→ Travail demandé:
a - Recopiez mot pour mot le passage de la chronique qui commence par « D’abord sur le » et se termine par « d’affaiblissement de l’Europe. ».
b - Relevez toutes les personnes désignées par leur nom dans la chronique.

→ Bloc de texte:
<<<<

Dans sa dernière chronique “Lettre d’Asie”, David Baverez, membre du Conseil d’Orientation d’Asia Centre, apporte son analyse en ce qui concerne les avantages que représenterait, pour la Chine continentale, une victoire du Rassemblement national aux élections présidentielles.
Cette chronique est à retrouver sur le site du journal L’Opinion et dans le texte qui suit:
«Elire Marine Le Pen ferait le jeu de la Chine»– la chronique de David Baverez
Par David Baverez
Un rapide exercice de politique-fiction permet de dessiner les conséquences pour la Chine d’une élection de la candidate d’extrême droite. Le scénario serait loin de déplaire à Pékin, selon David Baverez.
Si la Chine a pour bonne manière de ne jamais se mêler des affaires intérieures des autres pays, elle n’en reste cependant pas insensible au résultat de l’élection présidentielle en France [1]. Trois éléments amènent à penser que Pékin verrait d’un œil particulièrement favorable une élection de la candidate du Rassemblement national.
D’abord sur le plan géopolitique. Le nouvel axe Pékin-Moscou, fondé sur une toute fraîche « amitié sans limite », pourrait se prolonger jusqu’à Paris, en s’appuyant sur la proximité déjà entretenue par Marine Le Pen avec Vladimir Poutine [2]. Au moment où la Chine affiche clairement sa volonté de construire une re-globalisation du monde reposant sur sa désoccidentalisation, l’empire du Milieu recherche toute source potentielle d’affaiblissement de l’Europe.

>>>>

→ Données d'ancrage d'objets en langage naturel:
<<<<

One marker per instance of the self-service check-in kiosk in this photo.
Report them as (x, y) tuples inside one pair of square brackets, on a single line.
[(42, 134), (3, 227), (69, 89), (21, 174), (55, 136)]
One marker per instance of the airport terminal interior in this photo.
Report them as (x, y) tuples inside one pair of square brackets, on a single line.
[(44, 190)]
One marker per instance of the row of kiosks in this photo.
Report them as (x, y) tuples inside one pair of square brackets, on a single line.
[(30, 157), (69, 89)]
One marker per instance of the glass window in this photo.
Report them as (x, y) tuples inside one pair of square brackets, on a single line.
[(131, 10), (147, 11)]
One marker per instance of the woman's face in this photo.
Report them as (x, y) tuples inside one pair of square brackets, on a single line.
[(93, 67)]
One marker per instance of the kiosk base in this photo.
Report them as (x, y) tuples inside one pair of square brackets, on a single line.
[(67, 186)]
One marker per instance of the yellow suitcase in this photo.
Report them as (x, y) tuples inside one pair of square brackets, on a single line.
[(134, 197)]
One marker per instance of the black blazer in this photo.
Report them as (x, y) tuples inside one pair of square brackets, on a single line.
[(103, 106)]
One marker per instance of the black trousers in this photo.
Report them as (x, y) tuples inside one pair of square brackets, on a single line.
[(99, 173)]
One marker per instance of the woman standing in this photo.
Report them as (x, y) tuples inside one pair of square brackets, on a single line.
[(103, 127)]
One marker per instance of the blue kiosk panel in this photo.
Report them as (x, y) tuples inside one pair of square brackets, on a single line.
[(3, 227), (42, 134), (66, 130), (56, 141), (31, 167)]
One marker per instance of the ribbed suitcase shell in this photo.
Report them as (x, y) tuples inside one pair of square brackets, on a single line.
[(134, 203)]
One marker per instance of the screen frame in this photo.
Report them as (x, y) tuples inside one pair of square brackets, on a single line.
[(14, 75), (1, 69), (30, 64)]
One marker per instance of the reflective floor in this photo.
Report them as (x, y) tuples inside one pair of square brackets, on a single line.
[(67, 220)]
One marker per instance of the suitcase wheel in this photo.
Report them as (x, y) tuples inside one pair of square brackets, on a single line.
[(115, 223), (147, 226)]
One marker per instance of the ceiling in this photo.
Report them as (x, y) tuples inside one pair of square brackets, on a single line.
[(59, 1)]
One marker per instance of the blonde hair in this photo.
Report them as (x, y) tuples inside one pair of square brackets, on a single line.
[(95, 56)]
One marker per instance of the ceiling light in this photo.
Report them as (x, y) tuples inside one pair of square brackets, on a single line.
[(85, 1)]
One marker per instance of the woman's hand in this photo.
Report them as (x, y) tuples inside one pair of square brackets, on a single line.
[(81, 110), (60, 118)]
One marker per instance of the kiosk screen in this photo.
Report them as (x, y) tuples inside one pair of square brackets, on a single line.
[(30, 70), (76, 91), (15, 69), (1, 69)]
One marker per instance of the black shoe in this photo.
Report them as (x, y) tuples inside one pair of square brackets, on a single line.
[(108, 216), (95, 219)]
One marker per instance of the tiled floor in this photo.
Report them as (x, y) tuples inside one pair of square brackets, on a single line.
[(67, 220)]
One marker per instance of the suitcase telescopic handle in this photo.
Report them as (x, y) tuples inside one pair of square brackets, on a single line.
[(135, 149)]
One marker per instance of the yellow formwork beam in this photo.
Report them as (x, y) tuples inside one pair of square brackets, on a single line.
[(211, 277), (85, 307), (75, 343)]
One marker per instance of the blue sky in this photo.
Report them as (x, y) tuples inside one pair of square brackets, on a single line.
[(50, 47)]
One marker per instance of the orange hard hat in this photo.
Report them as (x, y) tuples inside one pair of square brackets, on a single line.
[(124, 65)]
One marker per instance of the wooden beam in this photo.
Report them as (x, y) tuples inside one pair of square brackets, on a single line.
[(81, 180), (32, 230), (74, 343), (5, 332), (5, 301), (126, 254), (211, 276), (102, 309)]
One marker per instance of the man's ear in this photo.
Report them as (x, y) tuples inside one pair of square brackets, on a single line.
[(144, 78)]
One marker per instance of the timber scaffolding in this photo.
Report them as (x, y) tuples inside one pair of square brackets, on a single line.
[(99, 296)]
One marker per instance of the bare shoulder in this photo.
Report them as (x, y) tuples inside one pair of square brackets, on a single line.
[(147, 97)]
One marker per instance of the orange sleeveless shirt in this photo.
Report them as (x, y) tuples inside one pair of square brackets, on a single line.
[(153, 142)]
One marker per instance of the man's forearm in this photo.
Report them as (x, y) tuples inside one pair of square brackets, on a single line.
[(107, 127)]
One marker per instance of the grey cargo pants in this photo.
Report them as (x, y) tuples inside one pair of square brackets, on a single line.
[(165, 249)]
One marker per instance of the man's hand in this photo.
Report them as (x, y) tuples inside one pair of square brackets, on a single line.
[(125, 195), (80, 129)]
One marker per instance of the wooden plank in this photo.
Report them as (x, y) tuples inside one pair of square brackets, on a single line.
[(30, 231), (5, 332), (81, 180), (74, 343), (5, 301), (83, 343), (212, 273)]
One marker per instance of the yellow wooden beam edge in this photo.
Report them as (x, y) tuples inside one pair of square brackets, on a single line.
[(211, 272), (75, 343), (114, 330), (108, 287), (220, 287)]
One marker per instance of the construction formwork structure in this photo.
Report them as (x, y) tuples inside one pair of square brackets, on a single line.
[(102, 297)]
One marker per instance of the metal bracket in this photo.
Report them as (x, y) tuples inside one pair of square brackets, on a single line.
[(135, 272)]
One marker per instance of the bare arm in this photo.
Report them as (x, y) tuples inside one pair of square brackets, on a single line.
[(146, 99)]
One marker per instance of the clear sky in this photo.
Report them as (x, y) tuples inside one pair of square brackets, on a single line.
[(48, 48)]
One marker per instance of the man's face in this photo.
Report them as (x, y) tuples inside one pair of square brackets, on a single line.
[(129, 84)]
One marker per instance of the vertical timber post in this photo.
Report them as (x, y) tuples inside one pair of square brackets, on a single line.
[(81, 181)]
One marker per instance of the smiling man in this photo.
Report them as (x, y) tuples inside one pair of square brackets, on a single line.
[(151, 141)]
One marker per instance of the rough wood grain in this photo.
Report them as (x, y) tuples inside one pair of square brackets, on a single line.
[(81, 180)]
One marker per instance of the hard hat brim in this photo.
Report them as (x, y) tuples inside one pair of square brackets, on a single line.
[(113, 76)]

>>>>
<<<<

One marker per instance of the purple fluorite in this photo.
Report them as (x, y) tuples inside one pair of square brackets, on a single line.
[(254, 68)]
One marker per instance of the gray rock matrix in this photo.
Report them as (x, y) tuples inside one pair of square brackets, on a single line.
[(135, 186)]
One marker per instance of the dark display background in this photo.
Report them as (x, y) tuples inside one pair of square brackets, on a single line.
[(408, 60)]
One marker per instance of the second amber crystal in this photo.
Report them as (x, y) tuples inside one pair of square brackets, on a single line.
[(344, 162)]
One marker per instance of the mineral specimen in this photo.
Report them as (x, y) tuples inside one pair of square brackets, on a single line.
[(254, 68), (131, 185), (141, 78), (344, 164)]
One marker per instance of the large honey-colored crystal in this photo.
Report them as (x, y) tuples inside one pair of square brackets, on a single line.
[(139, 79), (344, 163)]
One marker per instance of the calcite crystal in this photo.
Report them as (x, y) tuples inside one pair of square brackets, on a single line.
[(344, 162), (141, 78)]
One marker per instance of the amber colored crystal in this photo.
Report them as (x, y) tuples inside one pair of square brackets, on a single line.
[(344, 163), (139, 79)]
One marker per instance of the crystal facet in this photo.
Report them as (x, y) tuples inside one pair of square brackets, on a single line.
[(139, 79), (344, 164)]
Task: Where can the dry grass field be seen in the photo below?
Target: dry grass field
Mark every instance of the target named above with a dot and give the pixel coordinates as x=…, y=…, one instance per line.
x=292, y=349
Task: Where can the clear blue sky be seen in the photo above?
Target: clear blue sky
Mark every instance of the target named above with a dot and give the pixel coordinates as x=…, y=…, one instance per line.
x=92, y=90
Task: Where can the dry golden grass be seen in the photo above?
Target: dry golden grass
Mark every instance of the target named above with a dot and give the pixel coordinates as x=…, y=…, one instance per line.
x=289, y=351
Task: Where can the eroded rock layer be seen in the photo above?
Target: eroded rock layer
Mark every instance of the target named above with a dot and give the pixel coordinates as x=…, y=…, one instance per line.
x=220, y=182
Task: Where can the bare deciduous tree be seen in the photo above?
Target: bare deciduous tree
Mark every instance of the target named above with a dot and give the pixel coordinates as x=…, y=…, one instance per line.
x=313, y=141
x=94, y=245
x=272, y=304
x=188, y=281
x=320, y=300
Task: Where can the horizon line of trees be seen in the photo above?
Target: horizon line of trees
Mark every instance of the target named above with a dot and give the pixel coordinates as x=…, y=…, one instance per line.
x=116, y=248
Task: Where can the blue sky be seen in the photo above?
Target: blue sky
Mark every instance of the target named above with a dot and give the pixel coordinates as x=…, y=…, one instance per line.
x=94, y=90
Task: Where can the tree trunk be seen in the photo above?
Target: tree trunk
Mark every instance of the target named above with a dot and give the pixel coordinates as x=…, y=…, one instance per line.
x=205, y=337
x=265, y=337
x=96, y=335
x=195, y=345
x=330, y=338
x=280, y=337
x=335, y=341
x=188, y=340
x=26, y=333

>>>>

→ Réponses par consigne:
a -
D’abord sur le plan géopolitique. Le nouvel axe Pékin-Moscou, fondé sur une toute fraîche « amitié sans limite », pourrait se prolonger jusqu’à Paris, en s’appuyant sur la proximité déjà entretenue par Marine Le Pen avec Vladimir Poutine [2]. Au moment où la Chine affiche clairement sa volonté de construire une re-globalisation du monde reposant sur sa désoccidentalisation, l’empire du Milieu recherche toute source potentielle d’affaiblissement de l’Europe.

b - David Baverez, Marine Le Pen, Vladimir Poutine